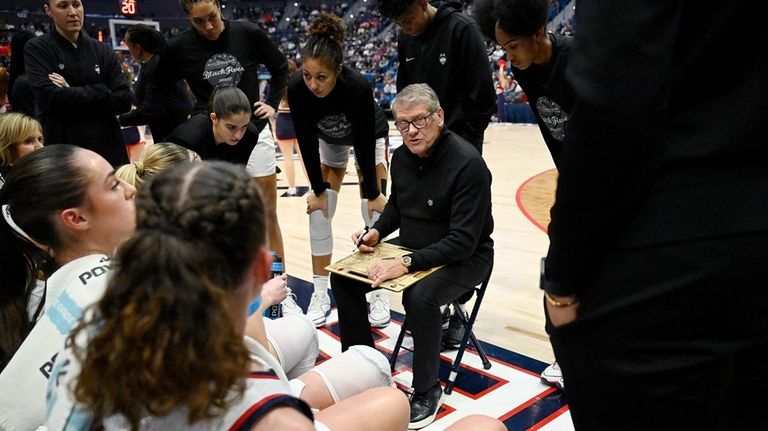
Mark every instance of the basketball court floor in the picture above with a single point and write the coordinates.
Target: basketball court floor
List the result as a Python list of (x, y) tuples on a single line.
[(511, 320)]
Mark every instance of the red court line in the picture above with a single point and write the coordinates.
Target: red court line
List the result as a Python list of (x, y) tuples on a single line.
[(549, 418), (527, 404), (518, 198)]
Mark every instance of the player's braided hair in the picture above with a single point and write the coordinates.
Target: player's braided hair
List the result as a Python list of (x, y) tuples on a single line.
[(166, 313), (326, 39)]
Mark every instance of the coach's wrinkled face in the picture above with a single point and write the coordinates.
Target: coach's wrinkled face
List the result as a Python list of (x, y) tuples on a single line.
[(419, 127)]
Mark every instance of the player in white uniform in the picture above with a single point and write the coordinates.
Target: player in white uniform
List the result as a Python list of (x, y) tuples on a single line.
[(168, 333)]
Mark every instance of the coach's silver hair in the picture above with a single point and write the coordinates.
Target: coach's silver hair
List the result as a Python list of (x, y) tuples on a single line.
[(416, 93)]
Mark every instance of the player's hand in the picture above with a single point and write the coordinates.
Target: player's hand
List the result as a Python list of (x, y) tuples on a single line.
[(262, 110), (58, 80), (315, 202), (370, 239), (274, 291), (385, 269)]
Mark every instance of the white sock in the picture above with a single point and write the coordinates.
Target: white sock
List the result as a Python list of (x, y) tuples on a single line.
[(321, 283)]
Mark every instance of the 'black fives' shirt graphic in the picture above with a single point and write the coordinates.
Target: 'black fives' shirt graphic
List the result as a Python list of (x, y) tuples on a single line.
[(335, 129), (223, 70)]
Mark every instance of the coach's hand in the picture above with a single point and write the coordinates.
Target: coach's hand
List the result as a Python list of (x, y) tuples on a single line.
[(385, 269), (561, 309)]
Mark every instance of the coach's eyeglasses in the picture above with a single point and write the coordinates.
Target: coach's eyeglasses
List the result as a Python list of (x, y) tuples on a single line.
[(418, 123)]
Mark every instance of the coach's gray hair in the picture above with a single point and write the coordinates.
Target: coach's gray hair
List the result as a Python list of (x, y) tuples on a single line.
[(416, 93)]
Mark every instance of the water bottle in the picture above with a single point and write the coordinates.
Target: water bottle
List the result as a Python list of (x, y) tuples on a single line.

--------------------------------------------------

**Work to do**
Can you reproduce every one of the records above word for word, leaving out the pictures?

**Solution for this exercise**
Mark every instance of the basketball court floor in the picture above with a single point and write the coordinates.
Target: basketball court floor
List the result as a Python list of (x, y) tuples on a single line.
[(511, 320)]
Mark every instance of the red court line in the picture above with a single point and write the coordinates.
Target: red court line
List the result as a Python list of (x, y) tuples on a single line.
[(549, 418), (527, 404), (518, 198)]
Mark every instance of the player's braided hair in the picture above with a single point and write the coordinates.
Target: player's braided hair
List the result as a Python list of (x, y) tuples on a single line.
[(166, 313), (326, 39)]
Mark every instance of the coach's wrinkled face in the picture above with a single point and write the coordinates.
Target: coach's wrinkled face
List the result as a Python list of (x, y) tuples on a single line.
[(419, 127)]
Mark every instance of the player in white uniform in the picture above with a single point and write the coordinates.
Target: player in white uniform
List the result as a Python list of (x, y) tuples on a single line.
[(168, 333)]
Mark every instance of the coach's silver hair in the picture above with a single point and write the coordinates.
Target: coach's silver hair
List the result as a Python list of (x, y) tuples on a single line.
[(416, 93)]
Mark every instance of the player's hand in the picture above with a single point and write the coordinates.
Target: player's hand
List the result as a Python list of (x, y) tuples on a single line.
[(262, 110), (58, 80), (315, 202), (370, 239), (274, 291), (385, 269)]
Mark every instance of the white sock in the picture above with a single point and write the coordinates.
Target: white sock
List the result as a Python list of (x, y) tuples on a single line.
[(321, 283)]
Mark every instance of the 'black fives' shirt graphic in the picture above with a single point and write the coordinates.
Target: 'black fives' shirt graphic
List the result as a Python list of (x, y) tuples on a single line.
[(335, 129), (223, 70)]
Mark every instance of the coach's hand in the picture above with a single point and write the coordinates.
Target: coach's hand
List the result as a Python list of (x, y) tuples on a single line.
[(385, 269), (561, 309)]
Mark every instance of the coach's eyeglasses in the picture above with a single point and write the coordinates.
Target: coach's eyeglasses
List the result as a Python list of (x, y) tuples on a single line.
[(418, 123)]
Mark every instance of the coach's gray hair in the picture above with a single point and write the coordinates.
Target: coach's gray hair
List the result as a Python list of (x, y) tuples on a single line.
[(416, 93)]
Mark every instance of the water bottle in the picture above with a single point and write the coordinates.
Target: water bottle
List the result as a Python list of (x, y) tuples on a single line.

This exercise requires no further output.